### Page ###

Actually, the details surrounding Bruce's transformation here and in the next issue, imitate those of another legendary figure... Cinderella! First, Bruce receives an invite to the ball (the Danse Macabre). Then, he arranges a transformation with his Fairy Godmother (Honor Jackson) that renovates his attire to match the lively garbs of his hosts (the Joker, Club of Villains, Dr. Hurt). At midnight, the spell begins to unravel and Bruce reverts to his original appearance (regular Batman). Finally, he is fitted for a glass slipper (punches Satan's helicopter into the Gotham river). Alright fine, but the resemblance is still a strong one.

"My good and faithful servant." Dr. Hurt isn't condescending to the Joker. The Joker really is a good and faithful servant to the Devil.

Page 23: I like Bruce hopelessly clutching the Bat-Radia. At this point, nobody knows it's anything more than just a piece of junk.

Wednesday, January 14, 2009

Batman 679

While perusing Miracle on Crime Alley, which debuts the new BAT-man, I caught a drift of something, something hard to place, but something I could feel, something, some theme like symbolic selves. Maybe I imagined this theme (hallucinated it even) because I was looking for it after the first couple of nods, but the instances just seem to pile up in this issue. Visual cues, of course, arise naturally in the panels medium, but there's something a little extra in this one. I know I usually concretize my theories better than this, or I hope I do, but for 679 you'll have to make due with a more pointillistic approach which hopefully reading Grant Morrison comics has habituated you to.

First page, for example, Batman decked out in his garish new duds smashes through a door with a baseball bat. Now the bat, in addition to being a dusty old pun that should've died with the 50s, also embodies the brutality of the new Batman, who no longer functions as a human being but entirely as a weapon. "I'm what you get when you take Bruce out of the equation," Bat-Bum gravely intones. But the tacky hobo's-uniform undercuts this latest incarnation of the Batman, trivializing his newfound bloodlust.

Now the next pages really set the cogs off spinning in my head. Because honestly, without some thematic significance, this scene means absolutely nothing: the tailor never returns to these pages and his revelation about Le Bossu neither advances the plot nor connects the reader to any info he didn't already possess. Notice though that Morrison, like a fashion model with an abusive boyfriend, comes back again and again to the tailor motif, and there I think indwells the significance of these two pages. Clothes, especially in comic books, externalize the self of the wearer, often as if the character's very identity was sewn into the fabric of his or her outfit. Historically, it had to be this way, as comic book faces were (and often still are) sufficiently nondescript that distinguishing one person from the next necessitated characteristic fashion senses (e.g. Gordon's moustache and glasses).

Perfect example: think about the flurry of confusion storming the internet last issue over the identity of Arkham's latest captive. Even though Bossu was clearly fingering Nightwing's domino mask, since Nightwing wasn't actually wearing it in the final panel, examining that panel in isolation, the only things the reader had to work with were short dark hair, medium build, somewhere between adolescent and geriatric. That caricature doubles for Bruce. Hell, it doubles for Tim too. And though I hate to found two unrelated theories on the same ideas, consider 680's famous line, "Batman is cool! Batman wears black!" Right, so even with the same musculature, the same jaw line, the same costume even, only a different color scheme, but still operating in much the same way as always, the general can't believe that the real Batman could attire himself in these fruity fatigues.

### Data provided ###

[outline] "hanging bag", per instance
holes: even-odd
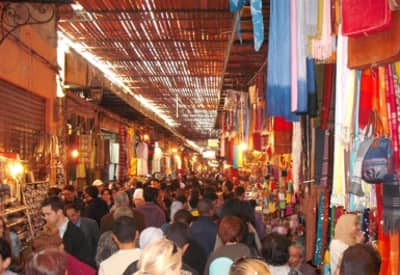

###

What is asked
A. Could you rewrite the Batman review from "First page, for" up to and including "his newfound bloodlust.", putting "lead pipe" wherever "baseball bat" appears?
B. How would the commentary on Batman 679 go on past its final sentence? Write the next part.
You won't need the lines to do anything here.

Answers for this exercise
A.
First page, for example, Batman decked out in his garish new duds smashes through a door with a lead pipe. Now the bat, in addition to being a dusty old pun that should've died with the 50s, also embodies the brutality of the new Batman, who no longer functions as a human being but entirely as a weapon. "I'm what you get when you take Bruce out of the equation," Bat-Bum gravely intones. But the tacky hobo's-uniform undercuts this latest incarnation of the Batman, trivializing his newfound bloodlust.

B.
And with Morrison spinning the threads, the clothes often don't make the man, and we've seen a lot of Batman knock-offs screw up just to prove that point. The clothes sometimes lie, broadcasting only desired associations rather than real ones. For example, to punish the depowered god-wizard Zachary Zor in Seven Soldiers, the Time Tailors knit him into a patchwork jacket that causes a lynch mob to confuse Zor with suspected killer/pedophile Cyrus Gold. "Not much of a disguise, you'd think. But watch it fool the locals," one of the tailors remarks, the implication being that comic book characters, like the audiences reading about them, have difficulty differentiating one another and frequently rely on characteristic adornments, in this case, a patchwork jacket, but other examples include Gwen Stacy's bow and Mr. Fantastic's gray streak, to tell one person from another.

Even earlier than that, Morrison's Orlando was fooling dumb kids with some of the most unconvincing skin grafts ever witnessed!

But let's not get off track. In this issue alone, we have numerous instances of characters pulling the wool over our eyes with the wool over their skins. First, Batman drapes himself in the flashy threads of a 1950's costumed do-gooder (Tlano Batman), yet doesn't follow his model in the least. In fact, the Batman of Zur En Arrh is far more brutal than even the hard-bitten original, provoking Jog's comparison to the awful Jean Paul Valley.

Moreover, this issue sees Dr. Hurt fruiting around the Batcave, defiling the costume of the first Bat-Man, trying desperately to sell the idea that he's Thomas Wayne still alive. Charlie Caligula likewise advertises a fake self in this issue, belting out his best karaoke of the Joker, eliciting Batman's comments on "the make-up, the vanity, the desperation." In a somewhat weaker way than Jezebel Jet, Wingman, and even Le Bossu / Dr. Dax in this issue, these characters anchor the theme of misrepresentation that has been floating around this run.

So yeah, I think the tailor bit matters.

Moving on, threads are but one of several ways Morrison projects personality onto physical form. For example, this issue offers a couple of insights into Bat-Might's true identity, which 680 reveals to be the personified subconscious of Bruce Wayne. Might accesses in this issue certain memories he could not possibly possess without tapping Bruce's mind or actually working out of a higher dimension as he claims he can (this is actually the stance I take, in spite of Bat-Might's apparent status as a hallucination). And not to dredge up a hoary old Frank Miller cliche, but Batman's roots do extend pretty deeply into his city, enough so to justify his naming of certain streets as "a machine designed to make Batman."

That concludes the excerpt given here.